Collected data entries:
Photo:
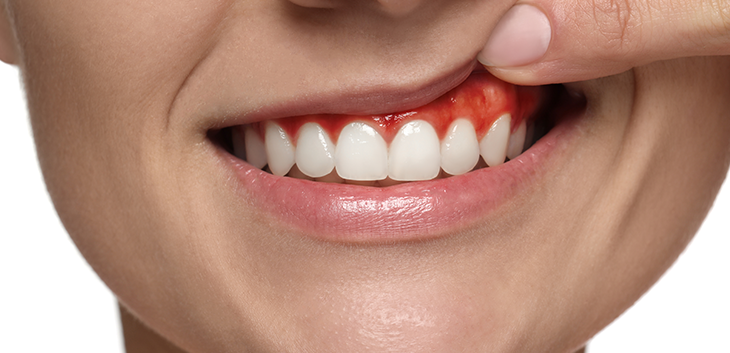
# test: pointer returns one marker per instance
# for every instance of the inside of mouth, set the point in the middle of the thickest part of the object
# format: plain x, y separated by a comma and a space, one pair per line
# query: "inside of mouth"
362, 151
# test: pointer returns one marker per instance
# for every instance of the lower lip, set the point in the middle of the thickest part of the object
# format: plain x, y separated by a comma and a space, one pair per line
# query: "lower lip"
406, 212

* * *

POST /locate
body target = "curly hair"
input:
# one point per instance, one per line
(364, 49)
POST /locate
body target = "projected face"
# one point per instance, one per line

---

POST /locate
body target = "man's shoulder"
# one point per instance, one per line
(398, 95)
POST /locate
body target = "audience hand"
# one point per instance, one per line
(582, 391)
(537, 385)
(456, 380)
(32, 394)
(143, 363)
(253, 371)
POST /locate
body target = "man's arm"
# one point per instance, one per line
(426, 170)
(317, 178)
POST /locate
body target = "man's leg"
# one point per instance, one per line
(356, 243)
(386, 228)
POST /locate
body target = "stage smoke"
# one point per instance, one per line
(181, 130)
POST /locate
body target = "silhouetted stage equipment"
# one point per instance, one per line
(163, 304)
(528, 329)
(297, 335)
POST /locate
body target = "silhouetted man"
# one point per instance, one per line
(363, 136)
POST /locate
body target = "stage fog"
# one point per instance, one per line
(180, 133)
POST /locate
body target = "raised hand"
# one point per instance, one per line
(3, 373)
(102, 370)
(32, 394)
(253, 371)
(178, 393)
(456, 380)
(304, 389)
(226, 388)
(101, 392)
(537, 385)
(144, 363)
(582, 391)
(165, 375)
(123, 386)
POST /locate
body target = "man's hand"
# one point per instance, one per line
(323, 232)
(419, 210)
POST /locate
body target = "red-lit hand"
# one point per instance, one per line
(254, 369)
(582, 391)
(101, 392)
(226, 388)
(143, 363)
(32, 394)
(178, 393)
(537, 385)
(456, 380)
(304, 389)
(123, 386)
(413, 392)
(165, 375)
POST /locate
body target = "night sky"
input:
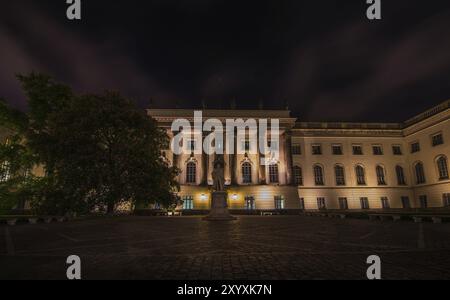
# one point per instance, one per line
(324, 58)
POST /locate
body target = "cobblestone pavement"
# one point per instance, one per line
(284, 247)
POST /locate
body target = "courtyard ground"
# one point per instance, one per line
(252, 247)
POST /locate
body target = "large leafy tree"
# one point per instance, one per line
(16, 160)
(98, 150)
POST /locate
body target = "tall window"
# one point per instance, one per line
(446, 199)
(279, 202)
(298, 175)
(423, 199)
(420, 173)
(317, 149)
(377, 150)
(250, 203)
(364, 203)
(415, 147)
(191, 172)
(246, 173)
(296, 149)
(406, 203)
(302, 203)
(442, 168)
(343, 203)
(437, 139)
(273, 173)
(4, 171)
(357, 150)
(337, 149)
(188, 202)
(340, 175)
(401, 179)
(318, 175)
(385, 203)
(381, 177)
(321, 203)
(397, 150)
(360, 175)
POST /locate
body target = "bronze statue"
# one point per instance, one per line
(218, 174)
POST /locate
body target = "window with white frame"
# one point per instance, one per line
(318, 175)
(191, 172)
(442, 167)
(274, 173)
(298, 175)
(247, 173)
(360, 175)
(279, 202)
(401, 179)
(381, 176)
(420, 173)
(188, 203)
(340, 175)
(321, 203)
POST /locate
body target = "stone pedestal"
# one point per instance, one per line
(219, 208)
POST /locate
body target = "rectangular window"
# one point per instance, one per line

Exercise requirements
For this exercise, find all lines in the records containing the word "object" and copy them.

Result of the task
# for every instance of the inside of mouth, set the point in the middle of the thickest part of the object
# for every instance of the lower lip, set the point in the middle of the thickest part of the object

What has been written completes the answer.